→ **Texto fornecido**:
--------------------------------------------------
Ao pôr do sol em Havana, o tradicional Malecón - como é chamado o longo muro que se estende ao longo da costa norte e atravessa a cidade - torna-se o ponto de encontro de famílias, amigos e casais para assistir aos últimos minutos do sol se afogando no mar. Violões, músicas e danças acompanham a passagem. E, enquanto a luz permite, fotógrafos, profissionais ou amadores com seus celulares, tentam capturar as cores do entardecer. 

As diversas expressões artísticas fazem parte da vida cotidiana de Havana. Desde os recitais nos bairros até as praças onde grupos de jovens se reúnem para dançar. Desde o triunfo da Revolução em 1959, o acesso à cultura sempre esteve no centro das preocupações das políticas públicas. E, nos últimos anos, acompanhando as mudanças na ilha, as iniciativas culturais dos cubanos têm se multiplicado.  

"Havana é muito fotogênica. Tem muitos tons de cores e texturas. Os edifícios antigos e até mesmo destruídos, em conjunto com os carros velhos, formam paisagens muito fotográficas", reflete Osmel Azcuy ao subir as escadas para o terraço do Malecón 663. Muitas das paredes decoradas com fotografias do próprio Osmel são prova da qualidade fotogênica de que ele está falando.  

Ao chegar ao terraço, Osmel se aproveita de um descuido do DJ e assume o controle da música por um tempo. Osmel trabalha no Malecón 663, um hotel butique localizado no meio do caminho entre Havana Velha e o centro de Havana, há quase quatro anos. O local promove exposições, recitais e feiras de designers. O edifício Malecón, que fica de frente para o calçadão que lhe dá o nome, tem três andares e cada um de seus quartos é decorado de forma a homenagear as diferentes épocas de Havana durante o século XX. 

"Cheguei ao Malecón por casualidade. Eu havia terminado uma exposição fotográfica em Nova York e, quando me enviaram as fotos para cá, fiquei louco para encontrar um lugar onde apresentá-las. Um dia eu estava caminhando e o lugar me chamou a atenção. Então, decidi entrar e foi assim que conheci Sandra, a dona. Contei a ela sobre minha intenção de montar a exposição e foi assim que fizemos a exposição aqui e, depois disso, outros projetos começaram a acontecer até hoje".
--------------------------------------------------
→ **Dados**:
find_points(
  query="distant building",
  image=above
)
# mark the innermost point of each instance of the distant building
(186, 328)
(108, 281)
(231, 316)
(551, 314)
--------------------------------------------------
→ **Tarefa proposta**: Dê continuidade ao texto sobre a vida cultural de Havana e o Malecón 663, começando logo após a última frase apresentada.

→ **Resposta**:
A formação de ator de Osmel Azcuy é evidente em suas obras. O dramatismo de seus retratos privilegia a emocionalidade conceitual em detrimento da narrativa linear. Longe dos estereótipos de qualquer tipo de realismo social, como se fosse um sentido geracional, Osmel aposta em uma arte sem preconceitos e fora de mandatos. Uma arte que busca novos espaços para se mostrar. 


Obra de Osmel Azcuy / Reprodução Instagram

"Há muitos projetos artísticos muito interessantes que estão nascendo. Na pintura, na fotografia, na dança e na música. Cuba está cheia de lugares para sair. E não apenas, como as pessoas pensam, para sair para uma festa. Mas também lugares onde você pode se educar, onde você pode aprender. E, nesse sentido, acho importante que existam projetos como o Malecón, que dão às pessoas a oportunidade de ver algo diferente, algo novo. Eles estão empenhados em abrir sua mente e sair do cotidiano. Acho que é bom que haja cada vez mais lugares como esse", diz Azcuy. 

A localização privilegiada do terraço do Malecón 663 permite que você veja os principais edifícios de Havana: o Capitólio, o Farol, o Hotel Presidencial. Pontos cardeais de uma cidade construída de frente para o mar. Ao mesmo tempo, é um dos espaços que mais tem colaborado com exposições internacionais de arte, muitas delas ligadas às Bienais de Havana.

A noite no Malecón   

"Quando montamos esse projeto, o fizemos pensando no lugar que gostaríamos de visitar se fôssemos a Havana. Um lugar onde diferentes expressões artísticas teriam um lugar. Mas, acima de tudo, onde a cubanidade estaria em primeiro lugar", diz Sandra Exposito, uma das criadoras do Malecón 663, ao Brasil de Fato

Todos os objetos dentro do prédio foram desenhados por artistas cubanos. E tudo o que está à venda, de alimentos à roupas de grife, é produzido com materiais da ilha. Sandra Exposito observa que, além da escassez que pode existir, como resultado do bloqueio, eles sempre se propuseram a fazer tudo com o que têm. 

Dentro do edifício, a grande maioria dos móveis foi feita com materiais reciclados. Além disso, de acordo com uma filosofia sustentável, materiais descartáveis, como plásticos, foram proibidos.  

"Às vezes, há uma ideia de que o que vem de fora é melhor. E nós nos propusemos a trabalhar na direção oposta. Privilegiando o que é produzido aqui com o que temos aqui. E foi crescendo de pouco a pouco, para nós é uma alegria muito grande que os jovens venham com propostas para mostrar o que fazem conosco. Foi assim que se gerou uma comunidade muito bacana, de jovens que estão experimentando e fazendo coisas novas com muito valor e criatividade", diz Sandra. 

A criação do espaço foi quase uma coincidência. Sandra nasceu na França e viajou para Cuba no final dos anos 1990 para aprender a dançar salsa. De volta à sua terra natal, ela se apaixonou por um músico cubano que estava em turnê pela Europa. Eles decidiram se mudar para Cuba e construir uma vida lá.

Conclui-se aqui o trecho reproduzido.